• [Requirements]:
Every line of the listing must be reproduced as it stands. Leave the images behind.

** begin **

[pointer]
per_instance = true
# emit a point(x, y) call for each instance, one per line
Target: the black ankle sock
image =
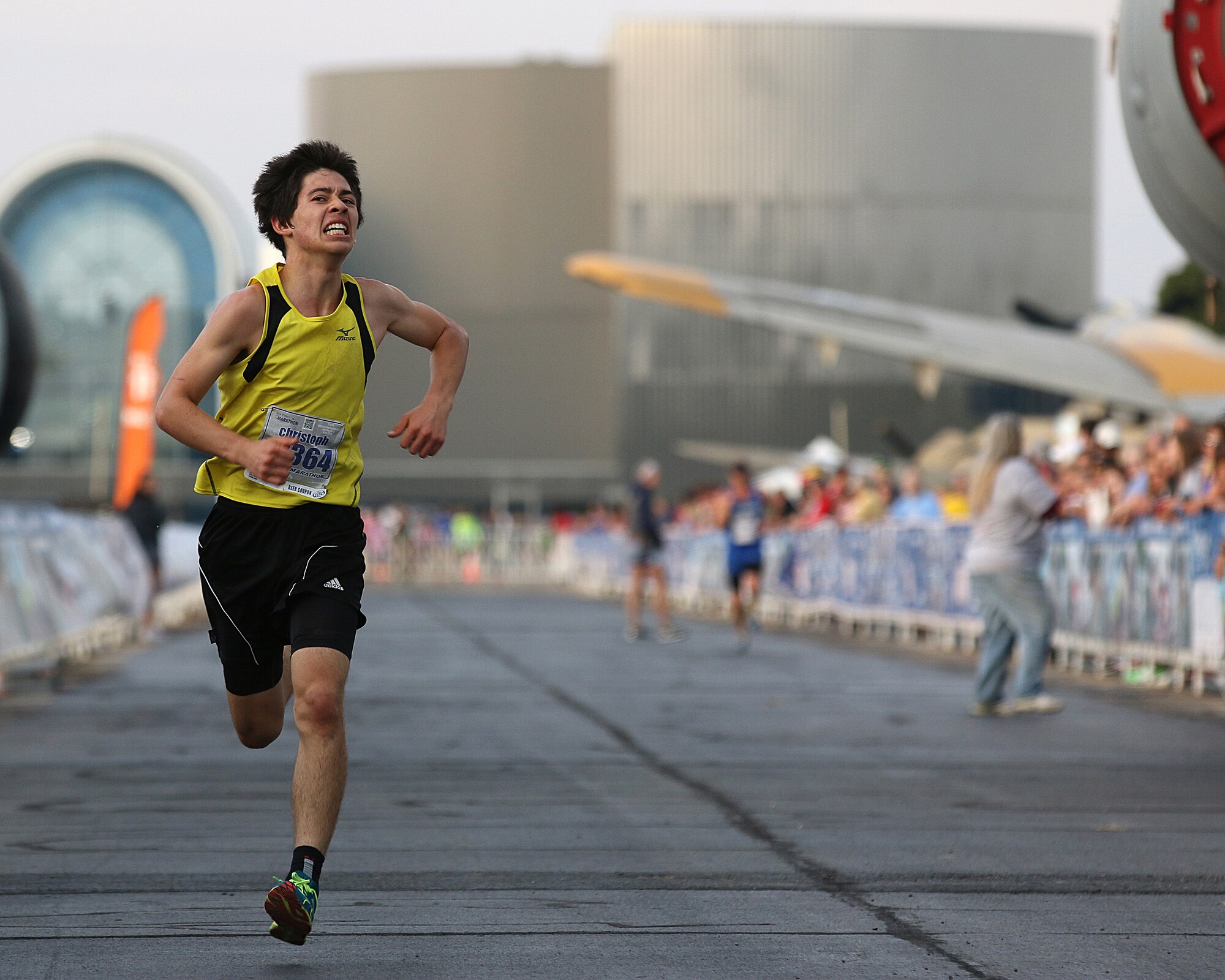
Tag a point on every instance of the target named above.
point(308, 863)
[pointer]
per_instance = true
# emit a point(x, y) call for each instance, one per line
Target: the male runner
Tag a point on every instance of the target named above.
point(647, 562)
point(742, 515)
point(281, 559)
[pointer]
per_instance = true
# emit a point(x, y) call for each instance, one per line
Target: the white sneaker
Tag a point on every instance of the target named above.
point(1037, 705)
point(990, 710)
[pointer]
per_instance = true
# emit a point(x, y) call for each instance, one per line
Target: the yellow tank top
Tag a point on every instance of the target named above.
point(307, 378)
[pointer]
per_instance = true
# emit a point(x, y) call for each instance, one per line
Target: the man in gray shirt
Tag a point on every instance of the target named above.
point(1009, 502)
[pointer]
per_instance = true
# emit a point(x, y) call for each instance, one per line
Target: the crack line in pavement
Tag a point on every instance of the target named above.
point(824, 878)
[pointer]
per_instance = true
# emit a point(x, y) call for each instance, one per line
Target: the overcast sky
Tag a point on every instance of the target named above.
point(224, 80)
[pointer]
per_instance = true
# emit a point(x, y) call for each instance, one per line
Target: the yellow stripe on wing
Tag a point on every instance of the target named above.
point(674, 286)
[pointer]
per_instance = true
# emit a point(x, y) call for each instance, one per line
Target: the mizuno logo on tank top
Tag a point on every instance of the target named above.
point(302, 382)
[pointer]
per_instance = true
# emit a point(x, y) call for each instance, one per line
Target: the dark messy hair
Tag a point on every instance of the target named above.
point(276, 192)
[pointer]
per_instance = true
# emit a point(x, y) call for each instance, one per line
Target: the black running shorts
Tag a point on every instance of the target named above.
point(275, 578)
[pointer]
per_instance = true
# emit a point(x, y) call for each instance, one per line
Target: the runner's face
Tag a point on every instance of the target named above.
point(326, 217)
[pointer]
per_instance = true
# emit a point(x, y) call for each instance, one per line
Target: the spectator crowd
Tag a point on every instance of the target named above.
point(1169, 473)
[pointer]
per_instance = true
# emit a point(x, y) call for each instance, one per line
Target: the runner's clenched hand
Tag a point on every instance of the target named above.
point(422, 432)
point(269, 460)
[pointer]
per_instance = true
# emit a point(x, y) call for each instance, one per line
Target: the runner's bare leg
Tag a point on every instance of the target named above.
point(322, 771)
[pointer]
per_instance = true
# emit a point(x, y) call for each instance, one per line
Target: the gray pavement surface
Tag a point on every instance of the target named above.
point(530, 797)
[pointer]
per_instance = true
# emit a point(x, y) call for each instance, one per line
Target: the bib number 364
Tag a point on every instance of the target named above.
point(319, 442)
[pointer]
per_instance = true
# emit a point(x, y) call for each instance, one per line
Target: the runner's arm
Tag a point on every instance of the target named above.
point(424, 429)
point(231, 334)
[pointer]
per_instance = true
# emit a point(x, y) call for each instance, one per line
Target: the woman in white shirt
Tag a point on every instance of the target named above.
point(1009, 502)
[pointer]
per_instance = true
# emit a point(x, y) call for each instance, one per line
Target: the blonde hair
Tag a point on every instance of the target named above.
point(1001, 440)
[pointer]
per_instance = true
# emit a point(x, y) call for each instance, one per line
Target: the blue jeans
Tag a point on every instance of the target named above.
point(1015, 608)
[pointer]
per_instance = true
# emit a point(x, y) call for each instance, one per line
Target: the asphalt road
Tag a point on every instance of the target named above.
point(531, 797)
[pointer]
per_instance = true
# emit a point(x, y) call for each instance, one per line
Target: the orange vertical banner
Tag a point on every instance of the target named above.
point(143, 380)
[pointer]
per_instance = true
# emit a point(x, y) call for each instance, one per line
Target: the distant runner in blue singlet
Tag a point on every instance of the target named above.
point(744, 514)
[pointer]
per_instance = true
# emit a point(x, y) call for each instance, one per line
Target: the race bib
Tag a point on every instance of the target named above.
point(745, 529)
point(319, 443)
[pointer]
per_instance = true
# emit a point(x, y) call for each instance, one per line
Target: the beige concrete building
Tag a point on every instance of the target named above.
point(478, 183)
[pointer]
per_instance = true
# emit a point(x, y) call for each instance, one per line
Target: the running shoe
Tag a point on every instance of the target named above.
point(292, 907)
point(1037, 705)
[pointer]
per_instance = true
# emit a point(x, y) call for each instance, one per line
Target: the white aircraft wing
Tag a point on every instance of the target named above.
point(1145, 374)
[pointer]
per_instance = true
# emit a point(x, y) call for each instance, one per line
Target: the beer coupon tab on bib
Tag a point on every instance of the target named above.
point(319, 443)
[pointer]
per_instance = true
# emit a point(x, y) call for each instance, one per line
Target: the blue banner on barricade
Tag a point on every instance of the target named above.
point(1124, 585)
point(61, 573)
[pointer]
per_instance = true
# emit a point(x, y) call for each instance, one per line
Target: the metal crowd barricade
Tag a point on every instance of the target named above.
point(70, 585)
point(1139, 600)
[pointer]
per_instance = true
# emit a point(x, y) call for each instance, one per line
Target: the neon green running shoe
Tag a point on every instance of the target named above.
point(292, 907)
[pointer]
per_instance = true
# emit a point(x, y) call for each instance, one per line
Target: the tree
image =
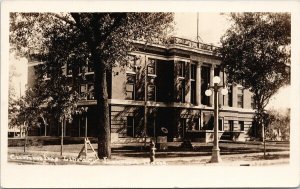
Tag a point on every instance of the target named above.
point(103, 38)
point(278, 125)
point(255, 52)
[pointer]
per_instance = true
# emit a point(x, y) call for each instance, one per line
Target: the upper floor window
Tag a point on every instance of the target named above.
point(181, 91)
point(193, 71)
point(87, 91)
point(217, 71)
point(240, 97)
point(205, 80)
point(90, 67)
point(253, 106)
point(151, 92)
point(130, 126)
point(193, 83)
point(130, 87)
point(193, 124)
point(131, 64)
point(229, 95)
point(181, 68)
point(69, 69)
point(241, 125)
point(231, 125)
point(91, 92)
point(151, 66)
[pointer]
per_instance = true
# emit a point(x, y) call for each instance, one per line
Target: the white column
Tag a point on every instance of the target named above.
point(226, 96)
point(198, 84)
point(221, 83)
point(212, 73)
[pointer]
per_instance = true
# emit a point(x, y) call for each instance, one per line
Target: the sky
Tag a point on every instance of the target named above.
point(211, 27)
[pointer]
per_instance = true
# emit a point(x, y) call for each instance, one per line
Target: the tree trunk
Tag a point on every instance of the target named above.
point(104, 140)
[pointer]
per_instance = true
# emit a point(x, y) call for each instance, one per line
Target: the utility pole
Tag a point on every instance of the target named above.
point(145, 101)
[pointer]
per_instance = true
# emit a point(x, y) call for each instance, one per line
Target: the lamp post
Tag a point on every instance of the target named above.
point(215, 158)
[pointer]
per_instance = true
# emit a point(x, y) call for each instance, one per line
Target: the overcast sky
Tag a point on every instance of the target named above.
point(211, 27)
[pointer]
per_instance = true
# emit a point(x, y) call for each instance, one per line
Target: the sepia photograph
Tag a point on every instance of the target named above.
point(148, 90)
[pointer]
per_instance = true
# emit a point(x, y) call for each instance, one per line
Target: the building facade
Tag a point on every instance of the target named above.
point(161, 92)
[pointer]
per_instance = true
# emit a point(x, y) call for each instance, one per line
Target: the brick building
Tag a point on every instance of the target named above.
point(177, 75)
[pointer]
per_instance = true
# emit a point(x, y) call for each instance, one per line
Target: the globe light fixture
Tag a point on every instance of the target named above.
point(216, 158)
point(216, 80)
point(224, 91)
point(208, 92)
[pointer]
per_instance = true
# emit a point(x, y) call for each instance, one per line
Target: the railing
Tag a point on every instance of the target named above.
point(193, 44)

** end **

• [Reply to the exercise]:
[pointer]
per_instance = true
# emit a point(x, y) call for each instance, one per line
Target: the black ankle sock
image =
Tag a point on every instance of the target named above.
point(308, 863)
[pointer]
per_instance = true
# emit a point(x, y) call for each instance, one per line
Target: the male runner
Tag a point on every instance of the target named above.
point(647, 562)
point(742, 515)
point(281, 559)
[pointer]
per_instance = true
# emit a point(x, y) call for each instance, one per line
Target: the white sneaker
Tag a point on every instance of the target named above.
point(1037, 705)
point(990, 710)
[pointer]
per_instance = true
# emit a point(x, y) call for each instance, one per line
Target: the yellow tank top
Tag a point on every instance of the target named above.
point(307, 378)
[pointer]
per_instance = true
# emit a point(x, y) call for each instance, one per line
Target: the man in gray shirt
Tag a point on every instance of the target named above.
point(1009, 502)
[pointer]
per_instance = true
# emit a point(x, y) call for each instance, one per line
Target: the crack line in pavement
Tag a point on every instance of the target named above.
point(824, 878)
[pointer]
per_instance = true
# emit a point(x, y) call for each instance, one per line
Target: the overcast sky
Tag a point on every instance of the target named above.
point(224, 80)
[pointer]
per_instance = true
# emit a point(x, y) call for each instance, one per line
Target: the yellow stripe on wing
Tag a point on every instance of the target named above.
point(674, 286)
[pointer]
per_instance = true
# emit a point(x, y) call for each instance, one per line
Target: the mizuno logo on tank top
Tag a point on every instance of the target named above.
point(302, 382)
[pointer]
per_instance = true
# emit a point(x, y) call for each instance, one per line
Target: the dark messy hair
Tag a point on every instance of the target named above.
point(276, 192)
[pointer]
per_instance = true
# emit a point(x, y) call for each instance, one per line
Target: the black running shorts
Tag a point on every instance of the target named above.
point(275, 578)
[pointer]
per_instance = true
# emit a point(x, y) call for each instance, one per line
Target: the runner's face
Tag a point on every instance of the target named above.
point(326, 217)
[pointer]
per_instance = true
# emit a point(x, y) call for each instance, one per line
Target: the spectator crowd
Tag a point on every instance of the target named above.
point(1169, 473)
[pointer]
per_instance = true
# emit a point(x, y) call for each instance, one per line
Target: the runner's clenched hand
Tag a point on every instance of the target named above.
point(422, 432)
point(269, 460)
[pointer]
per_instance = true
# emit a point(x, y) call for each instance, one per line
Target: the runner's bare leg
Tag a point on every instance of the target named above.
point(322, 771)
[pointer]
per_instance = true
# emit a point(x, y) call for each instance, one per line
Target: the gray pavement surface
Tag a point on every instance of the target named above.
point(530, 797)
[pointer]
per_instance = true
# emit a point(x, y) call for each instance, one per line
Target: the bib number 364
Tag a point on every instance of the target named above.
point(319, 442)
[pointer]
per_instance = true
# emit a point(x, y) call for each instance, one per line
Target: the runner's arm
Tag a point on every instance of the target named above.
point(424, 429)
point(231, 334)
[pointer]
per_instance = true
# emit a point(x, y) call for each instance, one per line
Target: the woman in white shirt
Tag a point on every instance of the target named above.
point(1009, 502)
[pointer]
per_instance = true
# emit a point(x, y) call for each instance, one per line
Target: the blonde hair
Tag a point on every instance of the target named above.
point(1001, 440)
[pointer]
per_instance = true
# emit a point(x, y) call for each instance, one per line
Target: the blue jeans
Tag a point on every instance of the target named above.
point(1015, 608)
[pointer]
per_instance = true
# emit a point(x, y) call for each instance, one per line
Target: the asphalt road
Tag a point on every instance of the target named above.
point(531, 797)
[pointer]
per_instance = true
# emit a point(x, y) call for each instance, one per line
Target: the orange vertical banner
Tag a point on every instance of the target named above.
point(143, 380)
[pointer]
per_instance = true
# emit a point(x, y) call for each instance, one per line
Target: the distant runner in blue singlet
Tag a point on every instance of the target named above.
point(744, 514)
[pointer]
per_instance = true
# emit a point(x, y) call for each instance, one per line
Target: the race bib
Tag a point on every instance of the target named above.
point(745, 529)
point(319, 443)
[pointer]
per_instance = true
# emit a point(x, y) call for each instance, one per line
Target: the beige concrete building
Tag a point on every instance of the target named above.
point(478, 183)
[pointer]
per_instance = true
# emit a point(x, y) call for each instance, one per line
Target: the running shoe
Tag a point on every instance of the target named above.
point(292, 907)
point(1037, 705)
[pointer]
per_instance = true
# emit a point(x, y) call for each instance, one per line
Target: the white aircraft wing
Tag a point on every instance of the target named above.
point(1145, 374)
[pointer]
per_instance = true
# emit a point(x, y) call for each instance, one per line
Target: the beer coupon tab on bib
Tag a point on every instance of the target named above.
point(319, 443)
[pointer]
per_instance = true
# emit a point(x, y) call for each instance, one per line
Target: the blue banner on barricade
Tag a point on every instance of the target named above.
point(1124, 585)
point(61, 573)
[pointer]
per_instance = true
# emit a point(x, y) call for each instance, one per line
Target: the metal crowd barricade
Tag a point on every instance of the target named above.
point(70, 585)
point(1139, 600)
[pointer]
per_instance = true
# emit a point(x, y) call for each instance, one per line
Target: the neon green running shoe
Tag a point on every instance of the target named above.
point(292, 907)
[pointer]
per_instance = true
# emit a point(x, y) call for each instance, one per line
Target: the tree
image =
Tag a point on every instance of the target named above.
point(103, 38)
point(278, 125)
point(255, 52)
[pointer]
per_instance = true
# emit a point(x, y) call for each instance, one per line
Target: the upper floor window
Tag a point on every instance of the target named above.
point(181, 91)
point(193, 71)
point(87, 91)
point(217, 71)
point(240, 97)
point(205, 80)
point(90, 67)
point(253, 106)
point(151, 92)
point(130, 126)
point(193, 83)
point(130, 87)
point(193, 124)
point(131, 64)
point(229, 95)
point(181, 68)
point(69, 69)
point(241, 125)
point(231, 125)
point(91, 92)
point(151, 66)
[pointer]
per_instance = true
# emit a point(x, y) call for each instance, one per line
Target: the white column
Tag a point on every instance of the target named above.
point(226, 96)
point(198, 84)
point(221, 83)
point(212, 73)
[pointer]
per_instance = true
# emit a point(x, y) call for each instance, one per line
Target: the sky
Tag a point on every instance of the target named above.
point(211, 27)
[pointer]
per_instance = true
# emit a point(x, y) call for each instance, one per line
Target: the tree trunk
Tag a point on every instance of the target named above.
point(104, 140)
[pointer]
per_instance = true
# emit a point(x, y) call for each instance, one per line
Target: the utility pole
Tag a point on every instance of the target named above.
point(145, 101)
[pointer]
per_instance = true
# emit a point(x, y) call for each instance, one per line
Target: the lamp post
Tag a point on every instance of the target named above.
point(215, 158)
[pointer]
per_instance = true
# emit a point(x, y) call for each instance, one per line
Target: the overcast sky
Tag a point on every instance of the target named above.
point(211, 27)
[pointer]
per_instance = true
# emit a point(x, y) call for each instance, one per line
Target: the sepia photograph
Tag a point on every instance of the target named above.
point(148, 90)
[pointer]
per_instance = true
# emit a point(x, y) call for each instance, one per line
Target: the building facade
Tag a point on every instance of the target named above.
point(161, 92)
[pointer]
per_instance = true
# emit a point(x, y) call for each instance, one per line
Target: the brick building
Tag a point on every instance of the target named above.
point(177, 75)
[pointer]
per_instance = true
# emit a point(x, y) call for each instance, one per line
Target: the globe light fixture
Tag a point on every instance of the target named above.
point(216, 158)
point(216, 80)
point(224, 91)
point(208, 92)
[pointer]
per_instance = true
# emit a point(x, y) call for each instance, one per line
Target: the railing
Tag a point on every instance of the target named above.
point(193, 44)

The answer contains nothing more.